All of the material below is to be restated word for word, apart from the pictures.

[start Dataset records]

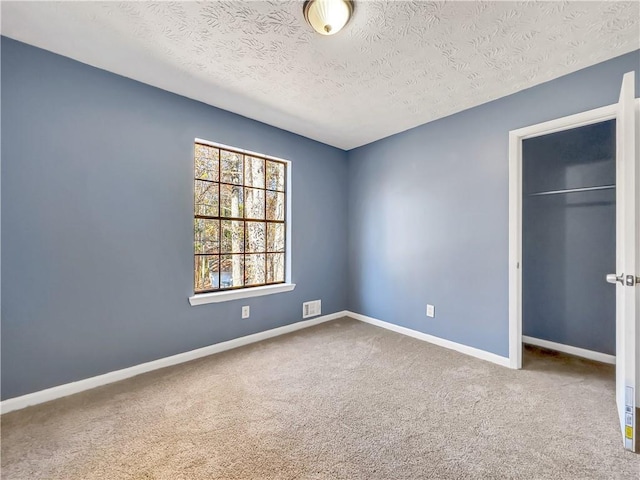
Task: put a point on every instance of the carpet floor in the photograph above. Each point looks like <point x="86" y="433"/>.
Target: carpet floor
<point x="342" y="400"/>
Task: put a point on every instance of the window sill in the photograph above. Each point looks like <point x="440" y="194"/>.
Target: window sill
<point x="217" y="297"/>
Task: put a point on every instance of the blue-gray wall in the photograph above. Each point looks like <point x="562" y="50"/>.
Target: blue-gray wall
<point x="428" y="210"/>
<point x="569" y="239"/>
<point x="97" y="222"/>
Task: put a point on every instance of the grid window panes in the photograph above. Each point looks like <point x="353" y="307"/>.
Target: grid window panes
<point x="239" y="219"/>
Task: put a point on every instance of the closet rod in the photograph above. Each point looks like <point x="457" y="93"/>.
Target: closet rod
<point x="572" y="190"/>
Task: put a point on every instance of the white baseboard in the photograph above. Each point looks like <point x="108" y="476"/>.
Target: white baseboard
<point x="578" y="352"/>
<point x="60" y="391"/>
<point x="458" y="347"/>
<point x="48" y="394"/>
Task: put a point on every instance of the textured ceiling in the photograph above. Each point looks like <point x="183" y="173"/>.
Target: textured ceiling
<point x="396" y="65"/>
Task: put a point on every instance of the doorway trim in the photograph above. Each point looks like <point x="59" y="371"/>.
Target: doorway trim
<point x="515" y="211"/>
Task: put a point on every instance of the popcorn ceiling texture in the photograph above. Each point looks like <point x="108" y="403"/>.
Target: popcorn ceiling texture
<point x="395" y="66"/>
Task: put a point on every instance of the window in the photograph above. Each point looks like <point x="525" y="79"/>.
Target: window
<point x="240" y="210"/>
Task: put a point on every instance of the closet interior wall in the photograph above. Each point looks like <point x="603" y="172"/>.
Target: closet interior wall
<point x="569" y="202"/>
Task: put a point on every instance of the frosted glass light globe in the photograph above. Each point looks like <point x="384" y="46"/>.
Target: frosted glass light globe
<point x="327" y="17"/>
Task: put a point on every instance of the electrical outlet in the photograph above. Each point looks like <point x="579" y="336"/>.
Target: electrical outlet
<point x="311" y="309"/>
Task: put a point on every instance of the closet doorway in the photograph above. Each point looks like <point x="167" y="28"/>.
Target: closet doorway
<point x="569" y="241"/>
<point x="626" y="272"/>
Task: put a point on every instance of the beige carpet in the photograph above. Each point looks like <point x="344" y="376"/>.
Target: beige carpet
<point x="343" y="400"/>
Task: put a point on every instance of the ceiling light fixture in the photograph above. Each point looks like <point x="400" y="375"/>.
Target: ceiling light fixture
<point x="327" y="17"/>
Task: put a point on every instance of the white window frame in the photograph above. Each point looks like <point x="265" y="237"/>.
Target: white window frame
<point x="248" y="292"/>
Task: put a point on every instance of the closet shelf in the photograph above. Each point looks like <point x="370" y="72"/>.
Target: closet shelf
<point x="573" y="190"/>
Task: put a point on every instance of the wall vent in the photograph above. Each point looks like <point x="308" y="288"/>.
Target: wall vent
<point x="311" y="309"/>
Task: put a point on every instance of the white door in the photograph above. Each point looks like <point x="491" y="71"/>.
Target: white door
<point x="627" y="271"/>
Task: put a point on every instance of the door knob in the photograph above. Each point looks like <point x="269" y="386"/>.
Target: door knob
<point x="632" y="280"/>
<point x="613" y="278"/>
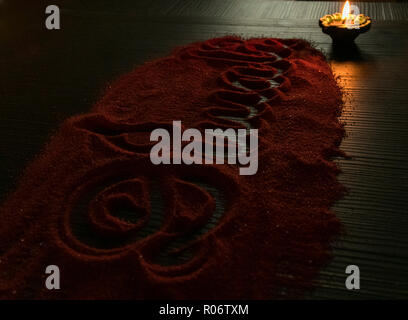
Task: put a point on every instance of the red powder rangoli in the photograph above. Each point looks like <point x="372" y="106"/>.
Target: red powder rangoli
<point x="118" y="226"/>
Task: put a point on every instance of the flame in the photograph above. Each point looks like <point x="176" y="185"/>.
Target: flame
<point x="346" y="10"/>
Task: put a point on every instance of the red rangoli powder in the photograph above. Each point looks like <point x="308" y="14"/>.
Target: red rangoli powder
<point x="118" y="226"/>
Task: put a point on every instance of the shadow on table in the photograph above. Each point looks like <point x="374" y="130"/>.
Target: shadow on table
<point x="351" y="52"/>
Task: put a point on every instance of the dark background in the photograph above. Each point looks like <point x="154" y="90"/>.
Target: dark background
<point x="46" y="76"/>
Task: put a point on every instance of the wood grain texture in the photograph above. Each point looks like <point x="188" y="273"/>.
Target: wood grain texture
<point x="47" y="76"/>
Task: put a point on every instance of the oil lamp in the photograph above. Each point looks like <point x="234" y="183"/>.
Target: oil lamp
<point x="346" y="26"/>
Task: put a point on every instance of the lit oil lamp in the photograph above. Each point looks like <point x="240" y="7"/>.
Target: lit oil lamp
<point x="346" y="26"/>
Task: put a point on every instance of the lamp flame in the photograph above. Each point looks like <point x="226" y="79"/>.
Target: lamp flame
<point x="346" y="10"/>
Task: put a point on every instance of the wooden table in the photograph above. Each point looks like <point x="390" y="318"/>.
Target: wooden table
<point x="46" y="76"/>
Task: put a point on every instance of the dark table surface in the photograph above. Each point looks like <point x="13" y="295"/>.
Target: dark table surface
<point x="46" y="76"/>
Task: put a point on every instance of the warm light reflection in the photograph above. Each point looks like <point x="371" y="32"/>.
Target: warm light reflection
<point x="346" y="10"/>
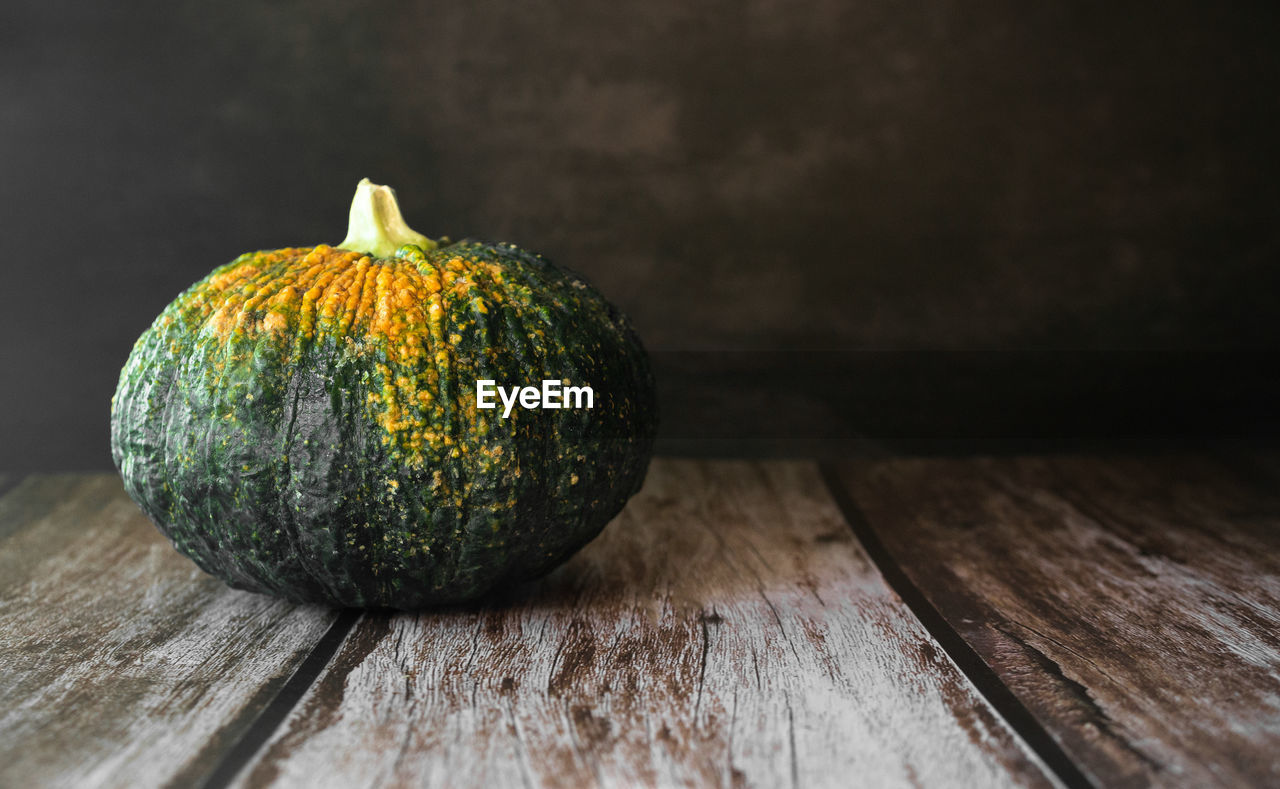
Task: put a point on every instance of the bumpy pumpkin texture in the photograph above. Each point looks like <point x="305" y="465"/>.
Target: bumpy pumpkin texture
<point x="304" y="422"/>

[end Dataset records]

→ **Final answer**:
Task: put a point on every instance of the carpet floor in the photograph above. Each point looks like <point x="86" y="433"/>.
Target: carpet floor
<point x="342" y="400"/>
Task: put a point on every instance of the window sill in the photograph above. Each point looks like <point x="440" y="194"/>.
Target: window sill
<point x="217" y="297"/>
Task: put a point on every instance of the blue-gray wall in the photograph above. Each point looks like <point x="562" y="50"/>.
Target: blue-gray wall
<point x="428" y="210"/>
<point x="569" y="239"/>
<point x="97" y="222"/>
Task: put a point on every instance of the grid window panes in the photograph above. Each point looks like <point x="353" y="307"/>.
Target: grid window panes
<point x="239" y="219"/>
Task: put a point on every instance of the closet rod in the photograph above. Each point looks like <point x="457" y="93"/>.
Target: closet rod
<point x="572" y="190"/>
Task: put a point on every instance of the white baseboard in the photograph above. Each point looks like <point x="108" y="476"/>.
Target: white baseboard
<point x="578" y="352"/>
<point x="60" y="391"/>
<point x="458" y="347"/>
<point x="48" y="394"/>
Task: put a point on every instance of the textured ceiling in the photograph above. Each point looks like <point x="183" y="173"/>.
Target: textured ceiling
<point x="396" y="65"/>
Task: put a point on every instance of the doorway trim in the photograph above. Each point looks like <point x="59" y="371"/>.
Target: doorway trim
<point x="515" y="211"/>
Task: put a point on every instance of the popcorn ceiling texture in the photograph above. Each point looks like <point x="108" y="403"/>.
Target: popcorn ceiling texture
<point x="395" y="66"/>
Task: put a point on every instance of the window in the photograph above. Each point looks like <point x="525" y="79"/>.
Target: window
<point x="240" y="210"/>
Task: put a point on every instance of the closet interior wall in the photograph above. Each point looks like <point x="603" y="172"/>.
Target: closet interior wall
<point x="569" y="202"/>
Task: put a point on every instance of the frosted glass light globe in the photograph above. Each point looks like <point x="384" y="46"/>.
Target: frosted glass light globe
<point x="327" y="17"/>
Task: put a point on every instance of the electrical outlet in the photograph above. Each point looks like <point x="579" y="336"/>.
Target: electrical outlet
<point x="311" y="309"/>
Task: put a point on every instance of the closet doorway in the photograph above. Each point looks like <point x="167" y="28"/>.
Target: closet doorway
<point x="569" y="241"/>
<point x="626" y="272"/>
Task: put a point on every instance of the beige carpet in the photograph above. Each point looks like <point x="344" y="376"/>.
Target: beige carpet
<point x="343" y="400"/>
Task: put a point on every instance of the ceiling light fixture in the photograph above. Each point looks like <point x="400" y="375"/>.
Target: ceiling light fixture
<point x="327" y="17"/>
Task: put a point on every instance of the white window frame in the photograph above. Each point looks like <point x="265" y="237"/>.
Target: white window frame
<point x="248" y="292"/>
Task: put a point on every instance of the closet shelf in the photograph above. Each point looks like <point x="370" y="72"/>.
Target: closet shelf
<point x="573" y="190"/>
Task: put a point on every instance of the wall vent in the photograph above. Each point looks like <point x="308" y="288"/>.
Target: wall vent
<point x="311" y="309"/>
Task: put a point on every instance of the white door in the photograph above. Each point looks like <point x="491" y="71"/>.
Target: white door
<point x="627" y="271"/>
Task: put a point on every instance of the door knob in the photograph above. Each point looks like <point x="269" y="386"/>.
Target: door knob
<point x="632" y="280"/>
<point x="613" y="278"/>
Task: put a point on every instance of the red powder rangoli in the photograph above. Each point looks like <point x="372" y="106"/>.
Target: red powder rangoli
<point x="118" y="226"/>
Task: put a point on every instance of the flame in the photograph above. Each point looks like <point x="176" y="185"/>.
Target: flame
<point x="346" y="10"/>
Task: put a point on every instance of the red rangoli powder in the photograph above. Each point looks like <point x="308" y="14"/>.
Target: red rangoli powder
<point x="118" y="226"/>
Task: put a point on every instance of the shadow on table in the photograph above. Each point looks like <point x="374" y="130"/>.
Target: shadow on table
<point x="351" y="52"/>
Task: put a point on every instance of the dark background in the photograph above. Each point looks like <point x="154" y="90"/>.
Target: dark background
<point x="46" y="76"/>
Task: put a point on every instance of the wood grain texture in the photograph above. Each point looks like <point x="188" y="273"/>.
Target: wood grain texture
<point x="47" y="76"/>
Task: put a point on every instance of the oil lamp in the photograph above. Each point looks like <point x="234" y="183"/>.
Target: oil lamp
<point x="346" y="26"/>
Task: put a point on every instance of the lit oil lamp in the photograph above. Each point looks like <point x="240" y="7"/>.
Target: lit oil lamp
<point x="346" y="26"/>
Task: put a point on every instance of the lamp flame in the photograph above. Each point looks like <point x="226" y="79"/>.
Target: lamp flame
<point x="346" y="10"/>
Task: put a point on every instance of the wooden table in the photograph above. Each point looks like <point x="390" y="318"/>.
Target: wooden table
<point x="46" y="76"/>
Task: put a point on every instance of the dark table surface in the photograph above. Each point looks like <point x="13" y="295"/>.
Target: dark table surface
<point x="46" y="76"/>
Task: put a point on every instance of the warm light reflection in the photograph above. Each point looks like <point x="371" y="32"/>.
Target: warm light reflection
<point x="346" y="10"/>
Task: put a point on every instance of the bumpy pumpkin texture in the photograph above. Each point looks like <point x="305" y="465"/>.
Target: bumpy pumpkin texture
<point x="304" y="422"/>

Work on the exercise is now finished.